* **GIVEN TASK A**
In the setup notes, rewrite the passage starting with "# 3. Check OCR" and going on through "API server (example)", substituting "pdfplumber" for "PyMuPDF".
* **GIVEN TASK B**
According to the setup notes, which port does the PaddleOCR API server use by default?

* **EXCERPT PROVIDED**
[START]

Configuration Notes:

  • Use existing Redis instance from BullMQ setup (ADR-008)
  • No additional configuration needed for 2-queue setup
  • Queue names: ai-realtime and ai-batch (auto-created by BullMQ)

Troubleshooting:

  • Connection timeout: Check Redis service status and network connectivity
  • Memory overflow: Monitor Redis memory usage, enable maxmemory policy if needed
  • Queue not created: Check BullMQ configuration in backend/src/config/bullmq.config.ts

4. Backend Dependencies (NestJS + AI Libraries)

Requirements:

  • Node.js: ≥ 18.x (LTS)
  • npm/pnpm: Latest version
  • TypeScript: ≥ 5.x

Required Packages:

# Navigate to backend directory
cd backend

# Check installed packages
npm ls @qdrant/js-client-rest
# Expected: @qdrant/js-client-rest@1.x.x

# Check other AI-related packages
npm ls bullmq ioredis
# Expected: bullmq@5.x.x, ioredis@5.x.x

# Install missing packages (if any)
npm install @qdrant/js-client-rest
npm install bullmq ioredis --save

Verification Steps:

# 1. Check package.json
cat package.json | grep -A 5 "dependencies"
# Expected: Should include @qdrant/js-client-rest, bullmq, ioredis

# 2. Verify TypeScript compilation
npm run build
# Expected: No compilation errors

# 3. Check environment variables
cat .env | grep -E "OLLAMA|QDRANT|OCR|REDIS"
# Expected: All AI-related variables set (see Environment Variables section)

Troubleshooting:

  • Package not found: Run npm install to restore dependencies
  • TypeScript errors: Check tsconfig.json and type definitions
  • Env variables missing: Copy from .env.example and configure

5. PaddleOCR Sidecar (OCR Engine)

Requirements:

  • Python: ≥ 3.8
  • PaddlePaddle: ≥ 2.5.0
  • PaddleOCR: ≥ 2.7.0
  • API Server: HTTP endpoint on port 8765 (default)

Verification Steps:

# 1. Check PaddleOCR API health
curl http://localhost:8765/health
# Expected: {"status":"ok"} or similar

# 2. Test OCR on sample image
curl -X POST http://localhost:8765/ocr \
  -F "image=@sample.png" \
  -F "lang=th"
# Expected: JSON with extracted text

# 3. Check OCR character threshold setting
# (Backend env var: OCR_CHAR_THRESHOLD=100)
# This determines when to use PaddleOCR vs PyMuPDF

Installation Commands (if not already set up):

# Install PaddleOCR (Python)
pip install paddleocr paddlepaddle

# Run OCR API server (example)
python -m paddleocr.serve --port 8765

Troubleshooting:

  • API not responding: Check if PaddleOCR server is running
  • OCR fails on Thai text: Verify Thai language model is installed
  • Slow performance: Consider GPU acceleration for PaddleOCR

6. Network Configuration & Firewall

Requirements:

  • Desk-5439 (Ollama): Port 11434 accessible from backend
  • Qdrant Server: Port 6333 accessible from backend
  • Redis Server: Port 6379 accessible from backend
  • PaddleOCR: Port 8765 accessible from backend (if sidecar on same host)

[END]

* **LISTED RECORDS**
[START]

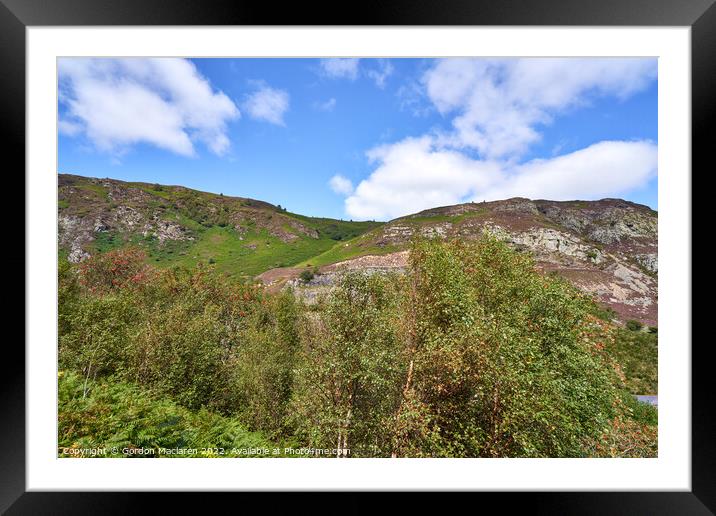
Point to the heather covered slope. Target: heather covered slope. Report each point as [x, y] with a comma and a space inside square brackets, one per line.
[176, 225]
[607, 247]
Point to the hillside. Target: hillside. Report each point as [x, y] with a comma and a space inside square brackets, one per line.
[606, 247]
[177, 225]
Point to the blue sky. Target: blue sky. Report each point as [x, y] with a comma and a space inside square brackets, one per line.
[369, 138]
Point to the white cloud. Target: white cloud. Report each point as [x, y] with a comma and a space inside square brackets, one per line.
[341, 185]
[380, 74]
[499, 104]
[328, 105]
[340, 68]
[268, 104]
[417, 174]
[166, 102]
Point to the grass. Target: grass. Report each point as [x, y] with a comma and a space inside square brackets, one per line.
[637, 354]
[209, 219]
[236, 254]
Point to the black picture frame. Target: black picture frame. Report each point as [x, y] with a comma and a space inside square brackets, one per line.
[17, 15]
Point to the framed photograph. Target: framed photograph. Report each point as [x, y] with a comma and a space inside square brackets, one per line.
[418, 250]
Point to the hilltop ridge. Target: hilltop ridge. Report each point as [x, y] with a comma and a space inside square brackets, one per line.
[608, 247]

[END]

* **CORRECT ANSWER A**
# 3. Check OCR character threshold setting
# (Backend env var: OCR_CHAR_THRESHOLD=100)
# This determines when to use PaddleOCR vs pdfplumber

Installation Commands (if not already set up):

# Install PaddleOCR (Python)
pip install paddleocr paddlepaddle

# Run OCR API server (example)

* **CORRECT ANSWER B**
Port 8765.